## Directions
Quote everything from the line containing "Where can you see the parking" down to the line containing "Target: parking lot", both lines included, word for word.

---------- Records for processing ----------

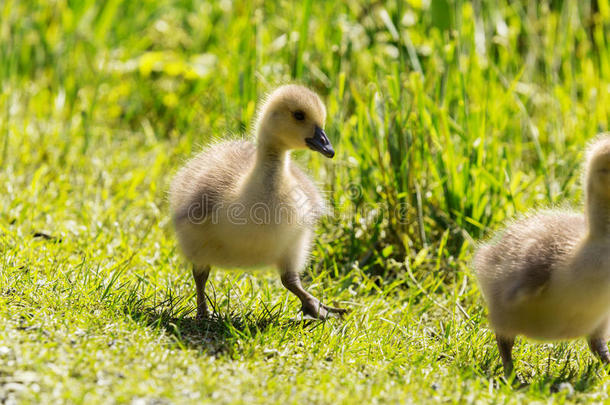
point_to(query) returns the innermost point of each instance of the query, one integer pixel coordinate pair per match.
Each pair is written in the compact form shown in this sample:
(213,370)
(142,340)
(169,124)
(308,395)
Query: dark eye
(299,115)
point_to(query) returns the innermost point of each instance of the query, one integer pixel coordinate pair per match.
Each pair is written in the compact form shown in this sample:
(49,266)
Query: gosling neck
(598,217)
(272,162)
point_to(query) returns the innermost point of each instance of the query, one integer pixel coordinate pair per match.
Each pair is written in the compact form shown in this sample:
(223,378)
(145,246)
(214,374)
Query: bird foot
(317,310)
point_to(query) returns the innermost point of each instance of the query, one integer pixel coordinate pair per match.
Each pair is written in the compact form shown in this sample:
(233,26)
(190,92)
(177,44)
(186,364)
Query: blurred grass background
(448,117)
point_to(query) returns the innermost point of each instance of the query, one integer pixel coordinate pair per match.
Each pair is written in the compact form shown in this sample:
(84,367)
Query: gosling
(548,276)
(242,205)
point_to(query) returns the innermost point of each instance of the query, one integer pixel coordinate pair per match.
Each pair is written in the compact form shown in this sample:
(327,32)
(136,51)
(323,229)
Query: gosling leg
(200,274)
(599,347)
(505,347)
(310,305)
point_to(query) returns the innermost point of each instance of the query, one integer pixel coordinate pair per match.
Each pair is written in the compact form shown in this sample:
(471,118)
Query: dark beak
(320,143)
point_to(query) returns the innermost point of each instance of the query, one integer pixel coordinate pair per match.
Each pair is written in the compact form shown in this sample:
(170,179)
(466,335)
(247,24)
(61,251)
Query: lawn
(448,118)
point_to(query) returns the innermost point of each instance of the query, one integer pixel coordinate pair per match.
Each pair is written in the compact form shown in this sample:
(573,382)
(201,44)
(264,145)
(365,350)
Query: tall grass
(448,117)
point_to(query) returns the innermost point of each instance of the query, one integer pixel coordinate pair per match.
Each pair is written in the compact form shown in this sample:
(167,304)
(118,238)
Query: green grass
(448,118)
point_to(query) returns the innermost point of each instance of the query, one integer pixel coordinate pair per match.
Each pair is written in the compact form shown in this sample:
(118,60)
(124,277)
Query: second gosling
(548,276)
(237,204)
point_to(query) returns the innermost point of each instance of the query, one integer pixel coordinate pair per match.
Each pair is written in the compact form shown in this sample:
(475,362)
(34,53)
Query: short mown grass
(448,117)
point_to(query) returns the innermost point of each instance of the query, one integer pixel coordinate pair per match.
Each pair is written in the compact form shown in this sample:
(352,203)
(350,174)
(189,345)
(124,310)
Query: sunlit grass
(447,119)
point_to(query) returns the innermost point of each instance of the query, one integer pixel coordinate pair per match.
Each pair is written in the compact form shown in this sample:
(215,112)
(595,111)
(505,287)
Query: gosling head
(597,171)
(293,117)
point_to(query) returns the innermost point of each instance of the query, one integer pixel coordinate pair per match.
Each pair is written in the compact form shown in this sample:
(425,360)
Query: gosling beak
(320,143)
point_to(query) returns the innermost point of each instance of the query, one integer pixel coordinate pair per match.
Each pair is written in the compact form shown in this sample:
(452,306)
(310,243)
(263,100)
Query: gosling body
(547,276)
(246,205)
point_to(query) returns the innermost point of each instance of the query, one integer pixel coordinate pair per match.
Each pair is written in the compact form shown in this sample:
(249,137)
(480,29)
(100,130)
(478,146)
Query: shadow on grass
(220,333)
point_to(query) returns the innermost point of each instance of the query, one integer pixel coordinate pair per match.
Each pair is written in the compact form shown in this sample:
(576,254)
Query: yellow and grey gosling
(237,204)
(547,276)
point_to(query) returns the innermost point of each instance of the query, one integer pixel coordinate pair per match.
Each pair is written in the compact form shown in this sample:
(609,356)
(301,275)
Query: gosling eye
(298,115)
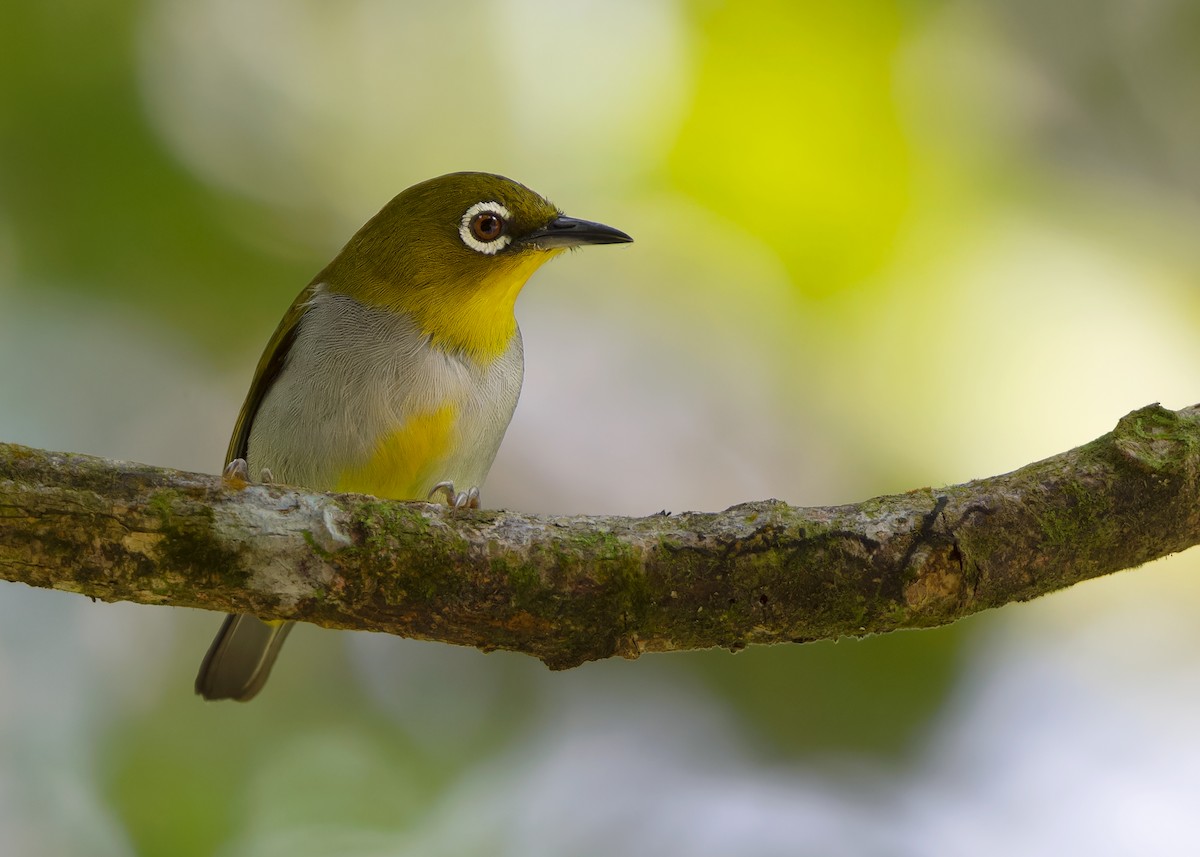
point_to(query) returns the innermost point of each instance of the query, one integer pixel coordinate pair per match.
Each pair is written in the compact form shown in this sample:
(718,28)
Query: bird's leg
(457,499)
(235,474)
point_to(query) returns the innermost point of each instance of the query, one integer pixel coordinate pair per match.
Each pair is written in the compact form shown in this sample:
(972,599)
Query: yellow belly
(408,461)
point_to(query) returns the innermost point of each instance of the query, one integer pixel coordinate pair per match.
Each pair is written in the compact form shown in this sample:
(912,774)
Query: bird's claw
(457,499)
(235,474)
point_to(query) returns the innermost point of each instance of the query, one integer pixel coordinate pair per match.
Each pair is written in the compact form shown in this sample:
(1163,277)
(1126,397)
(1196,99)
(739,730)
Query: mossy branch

----------
---------- Records for processing ----------

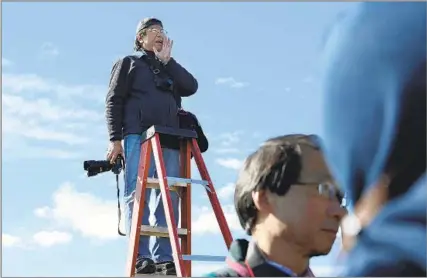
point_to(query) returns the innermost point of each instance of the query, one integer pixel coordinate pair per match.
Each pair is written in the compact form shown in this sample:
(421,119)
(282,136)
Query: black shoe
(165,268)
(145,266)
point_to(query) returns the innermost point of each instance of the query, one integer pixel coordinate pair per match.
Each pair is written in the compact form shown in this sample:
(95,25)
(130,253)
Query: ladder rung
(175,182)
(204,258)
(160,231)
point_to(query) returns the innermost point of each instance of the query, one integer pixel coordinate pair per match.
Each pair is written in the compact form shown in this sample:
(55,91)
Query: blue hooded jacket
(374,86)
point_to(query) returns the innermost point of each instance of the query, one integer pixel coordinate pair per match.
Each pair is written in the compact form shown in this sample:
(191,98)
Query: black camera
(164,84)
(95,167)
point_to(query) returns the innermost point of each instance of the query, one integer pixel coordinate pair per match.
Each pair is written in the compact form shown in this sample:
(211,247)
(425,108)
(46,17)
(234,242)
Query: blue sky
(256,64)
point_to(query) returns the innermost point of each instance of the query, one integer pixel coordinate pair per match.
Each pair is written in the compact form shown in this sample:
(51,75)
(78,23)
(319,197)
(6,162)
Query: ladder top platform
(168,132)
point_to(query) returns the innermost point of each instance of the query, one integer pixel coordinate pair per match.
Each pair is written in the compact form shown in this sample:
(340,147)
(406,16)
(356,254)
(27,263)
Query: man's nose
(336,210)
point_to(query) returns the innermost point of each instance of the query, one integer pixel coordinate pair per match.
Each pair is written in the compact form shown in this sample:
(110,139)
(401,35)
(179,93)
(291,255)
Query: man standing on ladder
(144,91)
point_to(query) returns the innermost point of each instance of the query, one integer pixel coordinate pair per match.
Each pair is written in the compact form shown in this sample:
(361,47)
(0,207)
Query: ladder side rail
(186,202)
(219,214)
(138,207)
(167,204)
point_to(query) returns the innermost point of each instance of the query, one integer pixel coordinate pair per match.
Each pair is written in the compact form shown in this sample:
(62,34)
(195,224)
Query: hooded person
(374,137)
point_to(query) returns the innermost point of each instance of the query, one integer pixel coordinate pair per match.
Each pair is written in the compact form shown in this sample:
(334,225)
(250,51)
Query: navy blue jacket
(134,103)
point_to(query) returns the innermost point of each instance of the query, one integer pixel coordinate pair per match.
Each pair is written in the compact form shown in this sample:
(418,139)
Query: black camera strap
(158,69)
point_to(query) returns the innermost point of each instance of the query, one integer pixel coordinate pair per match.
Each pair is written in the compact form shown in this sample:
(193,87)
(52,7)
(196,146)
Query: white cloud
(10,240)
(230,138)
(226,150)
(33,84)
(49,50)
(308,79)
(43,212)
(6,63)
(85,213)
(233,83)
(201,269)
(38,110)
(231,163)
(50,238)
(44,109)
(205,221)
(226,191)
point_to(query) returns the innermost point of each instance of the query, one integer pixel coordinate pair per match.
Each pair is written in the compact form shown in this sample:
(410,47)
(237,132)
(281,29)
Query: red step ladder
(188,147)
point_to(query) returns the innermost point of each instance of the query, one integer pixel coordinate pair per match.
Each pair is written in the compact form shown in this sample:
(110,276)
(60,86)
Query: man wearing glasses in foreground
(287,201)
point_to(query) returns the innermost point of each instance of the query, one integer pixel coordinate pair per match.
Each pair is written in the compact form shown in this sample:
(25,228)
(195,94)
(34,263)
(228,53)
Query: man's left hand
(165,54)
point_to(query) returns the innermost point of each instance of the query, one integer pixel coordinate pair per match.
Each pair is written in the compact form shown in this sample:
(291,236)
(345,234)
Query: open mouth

----------
---------- Records for processing ----------

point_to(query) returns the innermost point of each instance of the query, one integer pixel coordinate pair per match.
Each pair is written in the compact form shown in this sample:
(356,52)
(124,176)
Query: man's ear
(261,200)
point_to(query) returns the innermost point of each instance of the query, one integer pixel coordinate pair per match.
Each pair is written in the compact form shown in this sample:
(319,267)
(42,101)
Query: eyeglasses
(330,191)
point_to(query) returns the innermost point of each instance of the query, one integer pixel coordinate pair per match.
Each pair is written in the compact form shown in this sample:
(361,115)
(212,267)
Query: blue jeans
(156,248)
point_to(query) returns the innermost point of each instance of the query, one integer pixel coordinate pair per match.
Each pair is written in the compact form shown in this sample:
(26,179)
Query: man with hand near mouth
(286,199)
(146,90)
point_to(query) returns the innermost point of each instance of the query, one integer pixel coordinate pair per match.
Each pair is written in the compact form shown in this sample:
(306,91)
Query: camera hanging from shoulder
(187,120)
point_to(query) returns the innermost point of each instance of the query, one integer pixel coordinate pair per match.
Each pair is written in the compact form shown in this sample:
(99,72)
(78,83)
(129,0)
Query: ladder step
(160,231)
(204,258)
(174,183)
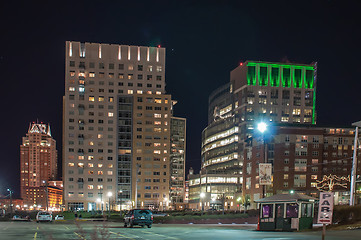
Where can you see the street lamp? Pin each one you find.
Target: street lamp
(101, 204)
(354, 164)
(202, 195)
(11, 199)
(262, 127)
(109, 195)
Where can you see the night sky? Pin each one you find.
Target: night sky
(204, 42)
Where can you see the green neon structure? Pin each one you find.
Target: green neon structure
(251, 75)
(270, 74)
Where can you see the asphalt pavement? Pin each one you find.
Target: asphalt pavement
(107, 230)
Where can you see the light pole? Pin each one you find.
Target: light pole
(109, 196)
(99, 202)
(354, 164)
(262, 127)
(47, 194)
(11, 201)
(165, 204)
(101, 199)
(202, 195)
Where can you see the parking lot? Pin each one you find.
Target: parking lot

----------

## In response
Where can you see the parking lot? Pin each one you find.
Target: parking lot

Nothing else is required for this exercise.